_Exercise aim:_ Set out the listing below as a numbered list, starting with the line containing "Above is a UI screenshot. Highlight the wooden" and going on through the line containing "[0,0,1024,173]", with blank lines left out.

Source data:
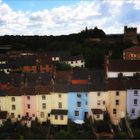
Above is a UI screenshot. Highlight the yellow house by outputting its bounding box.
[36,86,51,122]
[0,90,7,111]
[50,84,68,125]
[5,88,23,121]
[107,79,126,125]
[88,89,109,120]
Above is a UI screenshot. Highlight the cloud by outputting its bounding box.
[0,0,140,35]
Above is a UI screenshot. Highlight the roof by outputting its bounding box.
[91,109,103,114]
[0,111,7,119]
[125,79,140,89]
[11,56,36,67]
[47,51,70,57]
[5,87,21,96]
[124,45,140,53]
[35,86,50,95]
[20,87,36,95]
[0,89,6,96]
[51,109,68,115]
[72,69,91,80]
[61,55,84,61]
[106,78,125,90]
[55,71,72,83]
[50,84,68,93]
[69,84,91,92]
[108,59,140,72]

---

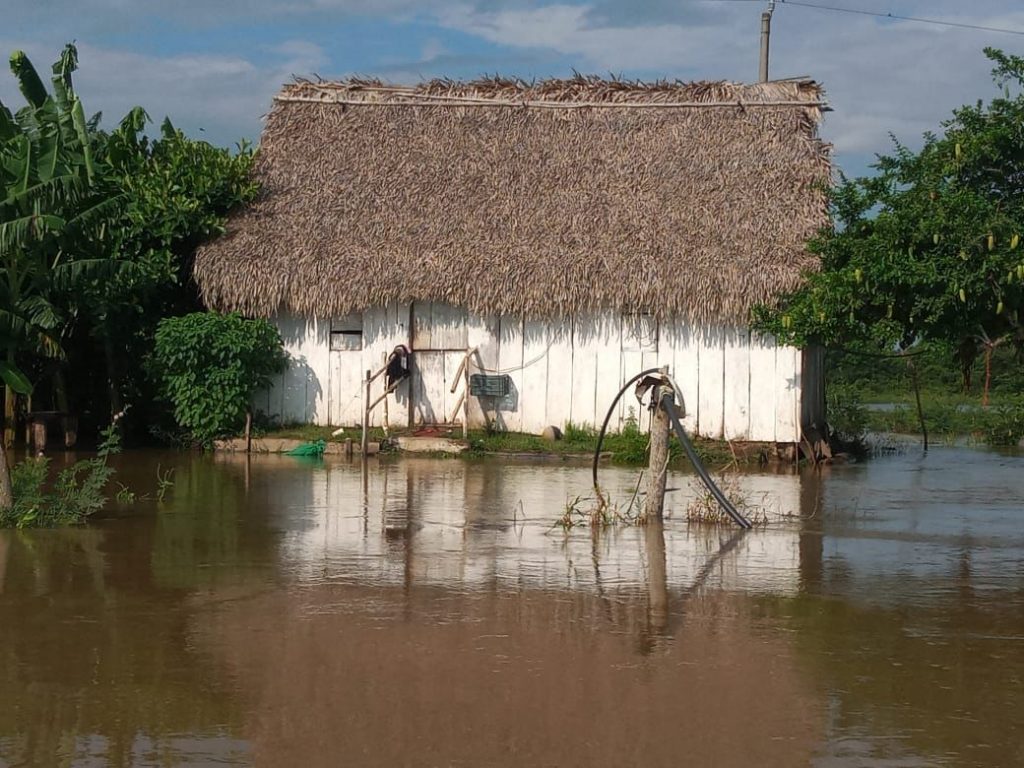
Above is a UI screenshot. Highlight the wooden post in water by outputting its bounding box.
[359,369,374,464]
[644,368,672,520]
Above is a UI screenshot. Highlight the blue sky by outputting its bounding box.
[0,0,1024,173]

_Correct answer:_
1. Above is a UI screenshot. Highlight the wooden post in water by outputting its bounding box.
2. [359,369,374,464]
3. [644,368,672,520]
4. Above is a UI screenshot. Highlight the blue sky by outputting its bounding box.
5. [0,0,1024,173]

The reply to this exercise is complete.